Source text:
/---

Add UCB for `optuna._gp` #5224

contramundum53 · 2024-02-02T12:42:24Z

Motivation

optuna.terminator uses UCB. We implement UCB in optuna._gp so that we can implement the backend of optuna.terminator with optuna._gp, essentially removing the dependency on BoTorch from Optuna.

Description of the changes

Implement UCB in optuna._gp
Add test that compares the values with BoTorch

#5185 must be merged first.

contramundum53 · 2024-02-02T13:27:29Z

Since we don't want our CI to depend on botorch, we paste the test code here and remove the test from this PR:

from typing import Any
from typing import Callable

from botorch.acquisition.analytic import LogExpectedImprovement
from botorch.acquisition.analytic import UpperConfidenceBound
from botorch.models import SingleTaskGP
from botorch.models.model import Model
from gpytorch.kernels import MaternKernel
from gpytorch.kernels import ScaleKernel
from gpytorch.likelihoods import GaussianLikelihood
from gpytorch.means import ZeroMean
import numpy as np
import pytest
import torch

from optuna._gp.acqf import AcquisitionFunctionParams
from optuna._gp.acqf import AcquisitionFunctionType
from optuna._gp.acqf import create_acqf_params
from optuna._gp.acqf import eval_acqf
from optuna._gp.gp import kernel
from optuna._gp.gp import KernelParamsTensor
from optuna._gp.gp import posterior
from optuna._gp.search_space import ScaleType
from optuna._gp.search_space import SearchSpace


@pytest.mark.parametrize(
    "acqf_type, beta, botorch_acqf_gen",
    [
        (
            AcquisitionFunctionType.LOG_EI,
            None,
            lambda model, acqf_params: LogExpectedImprovement(model, best_f=acqf_params.max_Y),
        ),
        (
            AcquisitionFunctionType.UCB,
            2.0,
            lambda model, acqf_params: UpperConfidenceBound(model, beta=acqf_params.beta),
        ),
    ],
)
@pytest.mark.parametrize(
    "x", [np.array([0.15, 0.12]), np.array([[0.15, 0.12], [0.0, 1.0]])]  # unbatched  # batched
)
def test_posterior_and_eval_acqf(
    acqf_type: AcquisitionFunctionType,
    beta: float | None,
    botorch_acqf_gen: Callable[[Model, AcquisitionFunctionParams], Any],
    x: np.ndarray,
) -> None:
    n_dims = 2
    X = np.array([[0.1, 0.2], [0.2, 0.3], [0.3, 0.1]])

\---

(Collected data entries)

/---

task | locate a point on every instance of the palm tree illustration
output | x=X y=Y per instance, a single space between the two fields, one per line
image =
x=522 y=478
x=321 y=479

\---

Stated task A:
In the pull request thread about adding UCB to optuna._gp, which other pull request has to be merged before this one?
Stated task B:
Continue the pull request thread about adding UCB to optuna._gp from the point where it stops.

Final answer A:
#5185

Final answer B:
    Y = np.array([1.0, 2.0, 3.0])
    kernel_params = KernelParamsTensor(
        inverse_squared_lengthscales=torch.tensor([2.0, 3.0], dtype=torch.float64),
        kernel_scale=torch.tensor(4.0, dtype=torch.float64),
        noise_var=torch.tensor(0.1, dtype=torch.float64),
    )
    search_space = SearchSpace(
        scale_types=np.full(n_dims, ScaleType.LINEAR),
        bounds=np.array([[0.0, 1.0] * n_dims]),
        steps=np.zeros(n_dims),
    )

    acqf_params = create_acqf_params(
        acqf_type=acqf_type,
        kernel_params=kernel_params,
        search_space=search_space,
        X=X,
        Y=Y,
        beta=beta,
        acqf_stabilizing_noise=0.0,
    )

    x_tensor = torch.from_numpy(x)
    x_tensor.requires_grad_(True)

    prior_cov_fX_fX = kernel(
        torch.zeros(n_dims, dtype=torch.bool),
        kernel_params,
        torch.from_numpy(X),
        torch.from_numpy(X),
    )
    posterior_mean_fx, posterior_var_fx = posterior(
        kernel_params,
        torch.from_numpy(X),
        torch.zeros(n_dims, dtype=torch.bool),
        torch.from_numpy(acqf_params.cov_Y_Y_inv),
        torch.from_numpy(acqf_params.cov_Y_Y_inv_Y),
        torch.from_numpy(x),
    )

    acqf_value = eval_acqf(acqf_params, x_tensor)
    acqf_value.sum().backward()  # type: ignore
    acqf_grad = x_tensor.grad
    assert acqf_grad is not None

    gpytorch_likelihood = GaussianLikelihood()
    gpytorch_likelihood.noise_covar.noise = kernel_params.noise_var
    matern_kernel = MaternKernel(nu=2.5, ard_num_dims=n_dims)
    matern_kernel.lengthscale = kernel_params.inverse_squared_lengthscales.rsqrt()
    covar_module = ScaleKernel(matern_kernel)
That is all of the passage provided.